Extract provided below:
Antidiabetic effect of secoisolariciresinol diglucoside in streptozotocin-induced diabetic rats.

Diabetes mellitus is a chronic metabolic disorder characterized by hyperglycaemia. Its complications such as neuropathy, cardiopathy, nephropathy, and micro and macro vascular diseases are believed to be due to the increase in oxidative stress and decrease in the level of antioxidants. The aim of this study was to determine the antihyperglycemic activity of synthetic Secoisolariciresinol diglucoside (SDG) in streptozotocin (STZ)-induced diabetic rats. The synthetic SDG in a single-dose (20 mg/kg b.w.) two-day study showed dose-dependent reduction in glucose levels with maximum effect of 64.62% at 48 h post drug treatment (p<0.05), which is comparable to that of the standard drug tolbutamide (20 mg/kg b.w.). In a multi-dose fourteen-day study, lower doses of SDG (5 and 10 mg/kg b.w.) exhibited moderate reduction in glucose levels, lipid profile, restoration of antioxidant enzymes and improvement of the insulin and c-peptide levels which shows the regeneration of β-cell which secretes insulin. Altered levels of lipids and enzymatic antioxidants were also restored by the SDG to the considerable levels in diabetic rats. Results of the present investigation suggest that diabetes is associated with an increase in oxidative stress as shown by increase in serum malondialdehyde (MDA), decreased levels of catalase (CAT), superoxide dismutase (SOD), and glutathione (GSH). Also, diabetes is associated with an increase in serum total cholesterol as well as triglycerides levels and decrease in insulin and c-peptide levels. SDG is effective in retarding the development of diabetic complications. We propose that synthetic SDG exerts anti hyperglycemic effect by preventing the liver from peroxidation damage through inhibition of ROS level mediated increased level of enzymatic and non-enzymatic antioxidants. And, also maintaining tissue function which results in improving the sensitivity and response of target cells in STZ-induced diabetic rats to insulin.
End of Extract provided.
Supplied data below:
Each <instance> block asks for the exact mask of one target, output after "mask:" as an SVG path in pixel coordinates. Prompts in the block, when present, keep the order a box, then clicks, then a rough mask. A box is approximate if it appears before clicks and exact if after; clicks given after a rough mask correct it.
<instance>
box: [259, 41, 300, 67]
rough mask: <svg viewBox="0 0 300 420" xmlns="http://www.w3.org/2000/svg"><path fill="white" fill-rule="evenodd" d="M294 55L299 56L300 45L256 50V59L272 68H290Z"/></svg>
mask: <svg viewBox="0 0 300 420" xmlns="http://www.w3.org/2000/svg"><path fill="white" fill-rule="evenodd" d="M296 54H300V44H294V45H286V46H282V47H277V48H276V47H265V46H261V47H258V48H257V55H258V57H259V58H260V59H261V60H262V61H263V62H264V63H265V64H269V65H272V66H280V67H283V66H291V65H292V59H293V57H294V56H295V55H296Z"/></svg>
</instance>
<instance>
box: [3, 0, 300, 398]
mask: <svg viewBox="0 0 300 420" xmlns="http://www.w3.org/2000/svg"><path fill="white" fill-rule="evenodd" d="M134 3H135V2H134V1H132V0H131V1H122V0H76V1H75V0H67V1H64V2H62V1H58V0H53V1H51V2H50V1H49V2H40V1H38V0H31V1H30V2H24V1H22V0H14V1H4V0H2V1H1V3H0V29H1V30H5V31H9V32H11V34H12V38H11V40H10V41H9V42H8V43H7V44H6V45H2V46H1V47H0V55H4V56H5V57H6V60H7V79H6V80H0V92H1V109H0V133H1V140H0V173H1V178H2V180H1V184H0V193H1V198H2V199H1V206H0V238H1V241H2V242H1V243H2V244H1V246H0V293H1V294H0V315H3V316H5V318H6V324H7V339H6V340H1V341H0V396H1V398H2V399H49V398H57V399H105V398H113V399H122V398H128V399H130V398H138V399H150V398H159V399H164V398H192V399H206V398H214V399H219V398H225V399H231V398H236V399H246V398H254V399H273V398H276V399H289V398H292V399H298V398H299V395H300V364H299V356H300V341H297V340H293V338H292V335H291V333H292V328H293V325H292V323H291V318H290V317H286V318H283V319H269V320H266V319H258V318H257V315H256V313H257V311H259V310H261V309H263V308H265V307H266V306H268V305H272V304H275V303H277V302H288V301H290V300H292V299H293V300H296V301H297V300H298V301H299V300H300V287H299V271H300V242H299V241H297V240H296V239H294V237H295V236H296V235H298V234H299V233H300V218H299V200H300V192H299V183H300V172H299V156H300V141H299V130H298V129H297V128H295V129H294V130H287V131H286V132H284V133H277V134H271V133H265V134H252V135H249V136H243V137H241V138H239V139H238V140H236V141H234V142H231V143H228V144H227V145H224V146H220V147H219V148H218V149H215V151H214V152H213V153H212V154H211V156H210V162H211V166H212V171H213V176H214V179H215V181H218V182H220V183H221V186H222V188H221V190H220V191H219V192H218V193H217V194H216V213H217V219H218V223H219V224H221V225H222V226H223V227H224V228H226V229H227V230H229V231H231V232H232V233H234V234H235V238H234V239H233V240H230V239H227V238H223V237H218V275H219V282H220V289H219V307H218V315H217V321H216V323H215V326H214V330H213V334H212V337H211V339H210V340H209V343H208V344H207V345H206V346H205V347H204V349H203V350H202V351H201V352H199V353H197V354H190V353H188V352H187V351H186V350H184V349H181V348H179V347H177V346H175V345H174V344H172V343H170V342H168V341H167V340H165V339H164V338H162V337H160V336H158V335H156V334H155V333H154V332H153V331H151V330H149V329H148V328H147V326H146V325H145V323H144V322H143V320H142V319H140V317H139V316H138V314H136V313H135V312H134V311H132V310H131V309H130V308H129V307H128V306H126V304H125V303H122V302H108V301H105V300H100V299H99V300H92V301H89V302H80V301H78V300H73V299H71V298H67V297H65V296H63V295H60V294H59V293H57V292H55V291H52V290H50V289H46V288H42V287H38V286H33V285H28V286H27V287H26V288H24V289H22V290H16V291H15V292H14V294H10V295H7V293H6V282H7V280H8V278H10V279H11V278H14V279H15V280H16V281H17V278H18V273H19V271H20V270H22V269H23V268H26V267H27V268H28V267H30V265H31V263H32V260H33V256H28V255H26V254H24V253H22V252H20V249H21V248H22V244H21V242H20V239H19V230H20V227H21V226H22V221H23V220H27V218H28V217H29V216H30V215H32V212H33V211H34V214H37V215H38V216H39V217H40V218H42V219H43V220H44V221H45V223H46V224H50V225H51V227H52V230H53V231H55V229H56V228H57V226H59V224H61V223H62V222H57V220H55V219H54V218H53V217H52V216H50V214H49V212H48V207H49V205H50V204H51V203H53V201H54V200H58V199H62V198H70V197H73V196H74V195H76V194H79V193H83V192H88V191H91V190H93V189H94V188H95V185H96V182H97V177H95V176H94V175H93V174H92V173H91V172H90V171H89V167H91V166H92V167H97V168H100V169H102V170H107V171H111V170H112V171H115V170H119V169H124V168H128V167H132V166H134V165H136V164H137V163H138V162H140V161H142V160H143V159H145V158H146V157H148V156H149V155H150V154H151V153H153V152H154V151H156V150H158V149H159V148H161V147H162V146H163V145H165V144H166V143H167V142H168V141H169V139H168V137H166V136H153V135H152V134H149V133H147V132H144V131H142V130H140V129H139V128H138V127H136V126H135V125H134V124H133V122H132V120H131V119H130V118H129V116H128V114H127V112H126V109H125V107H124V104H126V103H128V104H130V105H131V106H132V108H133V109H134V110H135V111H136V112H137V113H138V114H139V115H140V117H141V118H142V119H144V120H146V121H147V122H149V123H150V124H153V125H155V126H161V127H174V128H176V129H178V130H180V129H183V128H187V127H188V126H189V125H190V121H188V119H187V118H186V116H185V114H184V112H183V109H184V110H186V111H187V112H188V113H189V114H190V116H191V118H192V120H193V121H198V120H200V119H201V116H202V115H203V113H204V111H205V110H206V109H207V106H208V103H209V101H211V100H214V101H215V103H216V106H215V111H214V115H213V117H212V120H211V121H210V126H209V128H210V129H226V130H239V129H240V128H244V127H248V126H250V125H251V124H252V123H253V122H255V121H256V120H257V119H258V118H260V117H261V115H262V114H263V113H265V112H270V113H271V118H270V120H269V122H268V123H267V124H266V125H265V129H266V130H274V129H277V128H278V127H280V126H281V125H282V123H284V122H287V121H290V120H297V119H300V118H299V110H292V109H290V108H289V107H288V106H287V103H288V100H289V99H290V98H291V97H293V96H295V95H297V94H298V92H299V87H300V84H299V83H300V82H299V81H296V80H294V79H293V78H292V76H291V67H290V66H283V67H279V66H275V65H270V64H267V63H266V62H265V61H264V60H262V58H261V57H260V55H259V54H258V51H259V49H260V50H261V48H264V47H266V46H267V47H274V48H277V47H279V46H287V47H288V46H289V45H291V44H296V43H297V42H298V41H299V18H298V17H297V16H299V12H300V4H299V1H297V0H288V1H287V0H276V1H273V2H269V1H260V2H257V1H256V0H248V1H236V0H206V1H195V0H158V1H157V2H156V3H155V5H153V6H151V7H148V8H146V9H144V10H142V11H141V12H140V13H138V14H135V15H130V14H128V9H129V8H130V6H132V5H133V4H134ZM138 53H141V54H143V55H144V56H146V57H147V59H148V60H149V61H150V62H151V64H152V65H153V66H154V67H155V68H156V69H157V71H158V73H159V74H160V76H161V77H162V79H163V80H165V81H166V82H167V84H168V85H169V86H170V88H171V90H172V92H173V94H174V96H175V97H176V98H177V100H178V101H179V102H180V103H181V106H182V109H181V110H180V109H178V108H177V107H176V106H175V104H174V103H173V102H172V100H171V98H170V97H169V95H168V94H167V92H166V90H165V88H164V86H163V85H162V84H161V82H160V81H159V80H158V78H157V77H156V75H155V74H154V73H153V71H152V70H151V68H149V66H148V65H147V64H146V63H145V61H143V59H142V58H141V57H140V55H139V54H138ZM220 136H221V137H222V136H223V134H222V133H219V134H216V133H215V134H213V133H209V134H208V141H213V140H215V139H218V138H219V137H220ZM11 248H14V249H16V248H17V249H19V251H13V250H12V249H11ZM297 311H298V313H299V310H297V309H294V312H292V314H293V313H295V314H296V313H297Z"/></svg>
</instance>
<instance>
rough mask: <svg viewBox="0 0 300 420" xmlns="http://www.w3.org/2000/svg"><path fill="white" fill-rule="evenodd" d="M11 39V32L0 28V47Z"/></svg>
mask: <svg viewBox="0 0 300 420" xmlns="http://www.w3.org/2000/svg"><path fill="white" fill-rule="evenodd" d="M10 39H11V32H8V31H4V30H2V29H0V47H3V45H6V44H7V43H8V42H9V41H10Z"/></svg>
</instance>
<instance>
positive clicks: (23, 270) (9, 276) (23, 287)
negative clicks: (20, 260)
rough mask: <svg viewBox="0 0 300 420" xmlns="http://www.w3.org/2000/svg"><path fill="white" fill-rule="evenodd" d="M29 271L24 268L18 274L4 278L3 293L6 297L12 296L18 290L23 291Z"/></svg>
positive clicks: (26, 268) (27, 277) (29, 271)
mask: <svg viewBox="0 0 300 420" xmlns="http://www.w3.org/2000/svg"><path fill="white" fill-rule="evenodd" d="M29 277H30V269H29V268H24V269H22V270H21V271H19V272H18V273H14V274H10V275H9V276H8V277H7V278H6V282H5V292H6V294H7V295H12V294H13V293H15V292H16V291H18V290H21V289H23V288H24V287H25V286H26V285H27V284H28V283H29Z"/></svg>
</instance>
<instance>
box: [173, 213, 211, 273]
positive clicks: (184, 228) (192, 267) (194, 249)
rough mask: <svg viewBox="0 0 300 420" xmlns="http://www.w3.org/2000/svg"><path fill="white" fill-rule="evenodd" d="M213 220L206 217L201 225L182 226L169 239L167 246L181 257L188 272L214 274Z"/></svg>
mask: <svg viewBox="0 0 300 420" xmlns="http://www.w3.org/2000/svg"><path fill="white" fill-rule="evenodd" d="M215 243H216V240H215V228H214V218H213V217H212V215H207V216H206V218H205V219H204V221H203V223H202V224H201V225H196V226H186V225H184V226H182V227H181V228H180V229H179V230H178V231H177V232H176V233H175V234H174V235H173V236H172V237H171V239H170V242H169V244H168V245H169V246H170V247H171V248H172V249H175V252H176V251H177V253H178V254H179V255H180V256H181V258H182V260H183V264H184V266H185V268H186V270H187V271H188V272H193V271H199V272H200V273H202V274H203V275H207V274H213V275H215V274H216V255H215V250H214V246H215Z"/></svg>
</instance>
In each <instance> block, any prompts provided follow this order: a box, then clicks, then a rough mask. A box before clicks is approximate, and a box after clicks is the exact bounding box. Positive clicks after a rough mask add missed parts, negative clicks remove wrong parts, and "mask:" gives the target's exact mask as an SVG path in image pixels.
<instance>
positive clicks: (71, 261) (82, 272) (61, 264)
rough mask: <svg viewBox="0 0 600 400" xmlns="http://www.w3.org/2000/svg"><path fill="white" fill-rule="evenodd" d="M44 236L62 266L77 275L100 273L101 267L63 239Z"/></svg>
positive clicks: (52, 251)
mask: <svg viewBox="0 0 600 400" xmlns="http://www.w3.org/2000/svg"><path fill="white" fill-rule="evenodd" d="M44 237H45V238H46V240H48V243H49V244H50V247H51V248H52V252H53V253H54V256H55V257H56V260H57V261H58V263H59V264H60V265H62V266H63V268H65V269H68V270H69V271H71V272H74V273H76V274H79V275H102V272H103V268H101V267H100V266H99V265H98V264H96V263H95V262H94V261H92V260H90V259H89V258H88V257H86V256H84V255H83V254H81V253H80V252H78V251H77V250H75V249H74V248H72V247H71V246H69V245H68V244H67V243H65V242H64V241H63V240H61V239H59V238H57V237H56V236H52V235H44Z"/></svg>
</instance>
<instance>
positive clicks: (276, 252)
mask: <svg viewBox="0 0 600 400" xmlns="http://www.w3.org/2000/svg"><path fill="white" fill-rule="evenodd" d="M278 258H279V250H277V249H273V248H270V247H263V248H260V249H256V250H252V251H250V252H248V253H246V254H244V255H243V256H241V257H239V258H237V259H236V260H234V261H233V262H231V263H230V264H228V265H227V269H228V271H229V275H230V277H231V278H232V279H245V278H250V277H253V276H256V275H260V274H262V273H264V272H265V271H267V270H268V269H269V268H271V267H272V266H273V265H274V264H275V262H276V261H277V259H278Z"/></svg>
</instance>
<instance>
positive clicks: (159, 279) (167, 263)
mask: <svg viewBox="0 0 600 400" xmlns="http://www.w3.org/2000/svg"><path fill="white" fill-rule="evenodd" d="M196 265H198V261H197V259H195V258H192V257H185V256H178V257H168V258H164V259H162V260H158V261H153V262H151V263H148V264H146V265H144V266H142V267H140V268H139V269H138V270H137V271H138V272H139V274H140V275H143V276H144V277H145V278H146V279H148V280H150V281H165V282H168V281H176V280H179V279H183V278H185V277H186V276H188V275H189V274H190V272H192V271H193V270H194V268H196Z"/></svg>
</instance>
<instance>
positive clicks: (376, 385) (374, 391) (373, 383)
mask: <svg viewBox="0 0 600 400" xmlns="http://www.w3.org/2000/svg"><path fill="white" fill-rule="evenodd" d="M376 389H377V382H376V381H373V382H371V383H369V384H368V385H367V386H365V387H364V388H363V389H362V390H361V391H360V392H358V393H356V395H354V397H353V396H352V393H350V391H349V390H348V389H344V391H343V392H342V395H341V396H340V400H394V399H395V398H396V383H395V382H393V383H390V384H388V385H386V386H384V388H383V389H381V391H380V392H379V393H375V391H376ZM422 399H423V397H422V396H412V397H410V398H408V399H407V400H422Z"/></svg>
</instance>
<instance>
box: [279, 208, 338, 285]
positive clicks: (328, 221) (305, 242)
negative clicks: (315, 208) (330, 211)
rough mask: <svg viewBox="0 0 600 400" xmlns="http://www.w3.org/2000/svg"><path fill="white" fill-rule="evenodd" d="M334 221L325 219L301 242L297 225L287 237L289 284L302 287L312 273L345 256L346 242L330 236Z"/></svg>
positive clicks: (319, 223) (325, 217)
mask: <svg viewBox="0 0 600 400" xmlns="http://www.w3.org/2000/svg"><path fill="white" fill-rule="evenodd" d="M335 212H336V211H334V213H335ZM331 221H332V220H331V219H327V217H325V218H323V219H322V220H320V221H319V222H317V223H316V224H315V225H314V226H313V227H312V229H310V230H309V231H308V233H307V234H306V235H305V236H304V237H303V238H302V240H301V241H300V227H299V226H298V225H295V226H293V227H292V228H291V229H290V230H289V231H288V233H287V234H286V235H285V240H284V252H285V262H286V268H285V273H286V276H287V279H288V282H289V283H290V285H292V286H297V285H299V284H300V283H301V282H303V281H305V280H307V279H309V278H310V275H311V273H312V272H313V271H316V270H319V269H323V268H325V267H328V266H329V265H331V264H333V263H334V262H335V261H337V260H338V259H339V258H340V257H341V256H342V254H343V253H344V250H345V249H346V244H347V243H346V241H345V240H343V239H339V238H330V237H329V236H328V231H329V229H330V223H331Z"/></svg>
End of Supplied data.
§ **The problem**
Which complications of diabetes mellitus does the abstract on secoisolariciresinol diglucoside in diabetic rats name? List them all. The listing has no role in this.

§ **Answer to this exercise**
- Neuropathy
- Cardiopathy
- Nephropathy
- Micro and macro vascular diseases